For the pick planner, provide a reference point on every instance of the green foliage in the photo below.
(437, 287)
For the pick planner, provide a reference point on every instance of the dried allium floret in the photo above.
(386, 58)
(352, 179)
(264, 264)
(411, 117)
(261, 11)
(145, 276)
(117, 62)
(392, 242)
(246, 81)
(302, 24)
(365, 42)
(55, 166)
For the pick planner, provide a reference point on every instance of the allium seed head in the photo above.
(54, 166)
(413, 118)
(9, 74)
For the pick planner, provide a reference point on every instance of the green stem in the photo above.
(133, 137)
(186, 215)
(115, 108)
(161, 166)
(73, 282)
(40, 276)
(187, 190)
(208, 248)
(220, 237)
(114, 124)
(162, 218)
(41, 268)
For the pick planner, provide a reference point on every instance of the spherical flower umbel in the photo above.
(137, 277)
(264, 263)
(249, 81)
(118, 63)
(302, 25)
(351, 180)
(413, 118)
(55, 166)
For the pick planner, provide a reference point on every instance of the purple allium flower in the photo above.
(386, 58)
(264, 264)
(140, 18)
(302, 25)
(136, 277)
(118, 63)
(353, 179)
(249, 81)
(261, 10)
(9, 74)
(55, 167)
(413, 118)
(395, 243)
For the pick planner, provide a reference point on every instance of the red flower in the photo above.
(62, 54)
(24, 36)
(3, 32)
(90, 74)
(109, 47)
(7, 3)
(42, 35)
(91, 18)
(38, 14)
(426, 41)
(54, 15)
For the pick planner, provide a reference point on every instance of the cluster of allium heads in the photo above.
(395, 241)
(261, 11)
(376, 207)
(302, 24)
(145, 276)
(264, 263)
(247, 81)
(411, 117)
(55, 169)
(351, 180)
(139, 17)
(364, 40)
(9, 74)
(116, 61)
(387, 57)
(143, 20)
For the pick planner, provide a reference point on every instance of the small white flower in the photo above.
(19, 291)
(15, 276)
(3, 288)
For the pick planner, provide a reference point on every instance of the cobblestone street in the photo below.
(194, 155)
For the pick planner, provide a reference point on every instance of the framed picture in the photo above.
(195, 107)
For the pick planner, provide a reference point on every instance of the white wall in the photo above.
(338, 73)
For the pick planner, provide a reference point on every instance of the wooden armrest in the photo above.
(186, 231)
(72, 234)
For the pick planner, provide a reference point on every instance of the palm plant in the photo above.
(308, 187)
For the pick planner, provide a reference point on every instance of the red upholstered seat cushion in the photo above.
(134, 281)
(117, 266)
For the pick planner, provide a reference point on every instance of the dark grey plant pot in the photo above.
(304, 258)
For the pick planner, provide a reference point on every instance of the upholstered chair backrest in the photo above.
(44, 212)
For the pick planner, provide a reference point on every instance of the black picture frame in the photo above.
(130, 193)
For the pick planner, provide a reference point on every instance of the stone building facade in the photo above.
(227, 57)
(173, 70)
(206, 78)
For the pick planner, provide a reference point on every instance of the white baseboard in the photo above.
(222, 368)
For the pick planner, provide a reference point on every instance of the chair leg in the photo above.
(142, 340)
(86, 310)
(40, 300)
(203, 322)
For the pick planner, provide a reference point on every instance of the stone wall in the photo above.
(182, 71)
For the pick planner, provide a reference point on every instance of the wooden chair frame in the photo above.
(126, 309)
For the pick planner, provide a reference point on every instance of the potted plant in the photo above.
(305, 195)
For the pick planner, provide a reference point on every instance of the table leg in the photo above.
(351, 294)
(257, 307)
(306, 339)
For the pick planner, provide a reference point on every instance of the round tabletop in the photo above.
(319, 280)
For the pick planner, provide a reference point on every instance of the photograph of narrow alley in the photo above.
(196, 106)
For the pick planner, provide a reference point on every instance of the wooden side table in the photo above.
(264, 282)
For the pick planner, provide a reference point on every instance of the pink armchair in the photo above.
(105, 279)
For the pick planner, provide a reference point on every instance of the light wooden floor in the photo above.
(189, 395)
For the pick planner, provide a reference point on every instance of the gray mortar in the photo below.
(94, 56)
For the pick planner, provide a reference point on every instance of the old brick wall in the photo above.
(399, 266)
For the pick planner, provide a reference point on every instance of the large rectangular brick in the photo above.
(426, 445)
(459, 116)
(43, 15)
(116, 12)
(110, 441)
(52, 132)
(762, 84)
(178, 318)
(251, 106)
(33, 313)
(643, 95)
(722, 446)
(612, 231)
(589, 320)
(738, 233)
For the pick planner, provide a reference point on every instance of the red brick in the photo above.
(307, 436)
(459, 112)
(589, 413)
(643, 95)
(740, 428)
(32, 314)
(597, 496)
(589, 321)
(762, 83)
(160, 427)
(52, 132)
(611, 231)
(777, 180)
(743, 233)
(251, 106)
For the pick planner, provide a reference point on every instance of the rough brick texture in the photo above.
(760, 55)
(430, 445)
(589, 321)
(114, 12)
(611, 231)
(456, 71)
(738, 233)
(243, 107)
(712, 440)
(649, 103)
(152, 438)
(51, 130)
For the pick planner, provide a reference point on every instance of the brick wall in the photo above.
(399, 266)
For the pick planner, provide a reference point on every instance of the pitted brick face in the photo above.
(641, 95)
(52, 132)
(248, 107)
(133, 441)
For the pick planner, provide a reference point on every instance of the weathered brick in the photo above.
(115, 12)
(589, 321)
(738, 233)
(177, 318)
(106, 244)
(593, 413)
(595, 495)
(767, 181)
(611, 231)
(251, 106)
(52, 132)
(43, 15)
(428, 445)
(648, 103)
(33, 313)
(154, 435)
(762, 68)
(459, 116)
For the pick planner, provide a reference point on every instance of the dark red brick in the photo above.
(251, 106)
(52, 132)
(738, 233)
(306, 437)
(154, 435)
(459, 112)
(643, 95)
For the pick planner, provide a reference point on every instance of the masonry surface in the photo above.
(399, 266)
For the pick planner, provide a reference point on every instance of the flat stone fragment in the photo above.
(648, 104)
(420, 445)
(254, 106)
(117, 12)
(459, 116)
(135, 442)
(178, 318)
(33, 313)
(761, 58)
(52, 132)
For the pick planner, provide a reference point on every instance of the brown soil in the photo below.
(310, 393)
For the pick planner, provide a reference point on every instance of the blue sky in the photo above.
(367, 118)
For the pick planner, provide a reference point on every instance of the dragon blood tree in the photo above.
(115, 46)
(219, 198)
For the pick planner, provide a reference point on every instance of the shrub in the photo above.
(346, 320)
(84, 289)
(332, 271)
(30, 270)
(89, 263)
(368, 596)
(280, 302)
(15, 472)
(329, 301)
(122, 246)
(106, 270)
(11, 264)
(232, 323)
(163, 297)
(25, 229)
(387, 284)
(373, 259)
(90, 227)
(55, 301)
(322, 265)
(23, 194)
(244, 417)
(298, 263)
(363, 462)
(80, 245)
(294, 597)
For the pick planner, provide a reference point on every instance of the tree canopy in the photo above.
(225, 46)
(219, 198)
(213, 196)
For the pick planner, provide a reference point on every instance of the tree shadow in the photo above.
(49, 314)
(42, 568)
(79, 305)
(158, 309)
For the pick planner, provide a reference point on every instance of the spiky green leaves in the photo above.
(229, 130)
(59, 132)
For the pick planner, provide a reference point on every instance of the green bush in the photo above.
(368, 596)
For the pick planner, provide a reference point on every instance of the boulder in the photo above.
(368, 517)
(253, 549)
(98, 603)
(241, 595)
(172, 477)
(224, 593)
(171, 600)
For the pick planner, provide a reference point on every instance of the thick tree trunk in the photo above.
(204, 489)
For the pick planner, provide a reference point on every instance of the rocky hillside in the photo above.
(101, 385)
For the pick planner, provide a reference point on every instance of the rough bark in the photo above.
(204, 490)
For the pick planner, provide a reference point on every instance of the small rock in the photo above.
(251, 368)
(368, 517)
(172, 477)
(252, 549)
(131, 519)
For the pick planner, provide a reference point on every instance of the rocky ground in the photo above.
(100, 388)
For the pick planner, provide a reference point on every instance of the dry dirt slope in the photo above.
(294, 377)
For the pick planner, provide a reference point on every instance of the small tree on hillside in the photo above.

**WORK TO COMPLETE**
Repeat, without change, each line of the data above from the one that contains "sky in the photo above." through the final line, counting both.

**OUTPUT**
For the pick planner, provide a reference point on every instance of the blue sky in the photo above.
(367, 118)
For the pick planner, provide a reference point on every instance of the dragon blood tree in the photo above.
(115, 46)
(219, 198)
For the pick planner, provide a reference point on every instance of the shrub in the photo above.
(346, 320)
(84, 289)
(332, 271)
(30, 270)
(89, 263)
(368, 596)
(280, 302)
(15, 472)
(329, 301)
(122, 246)
(106, 270)
(11, 264)
(232, 323)
(163, 297)
(25, 229)
(387, 284)
(373, 259)
(90, 227)
(55, 301)
(322, 265)
(23, 194)
(244, 417)
(298, 263)
(363, 462)
(80, 245)
(294, 597)
For the pick planner, provide a reference point on every instance of the tree canopy in the photo above.
(225, 46)
(219, 198)
(213, 196)
For the pick planner, provide a reference point on every instance of the tree shadow in the photo above.
(49, 314)
(42, 568)
(79, 305)
(158, 309)
For the pick planner, provide a reference point on every instance of the spiky green leaves in the photo above.
(229, 130)
(59, 132)
For the pick planner, provide a reference point on every instance of the green bush in the photo above.
(368, 596)
For the pick planner, provide a reference point on every instance of the boulder in the photo above.
(368, 517)
(253, 549)
(98, 603)
(241, 595)
(172, 477)
(224, 593)
(171, 600)
For the pick planner, provide a reference point on every instance of the thick tree trunk in the photo above.
(204, 489)
For the pick planner, provide a reference point on every instance of the rocky hillside in the photo above.
(101, 385)
For the pick planner, provide a reference point on every instance of the rough bark in the photo above.
(204, 490)
For the pick planner, provide a reference point on every instance of the small rock in the photo above.
(251, 368)
(368, 517)
(172, 477)
(252, 549)
(131, 519)
For the pick planner, provide a reference point on every instance of the rocky ground in the photo above.
(100, 388)
For the pick planner, provide a reference point on every instance of the dry dirt slope in the photo above.
(294, 377)
For the pick planner, provide a reference point on every instance of the small tree on hillside in the photo above.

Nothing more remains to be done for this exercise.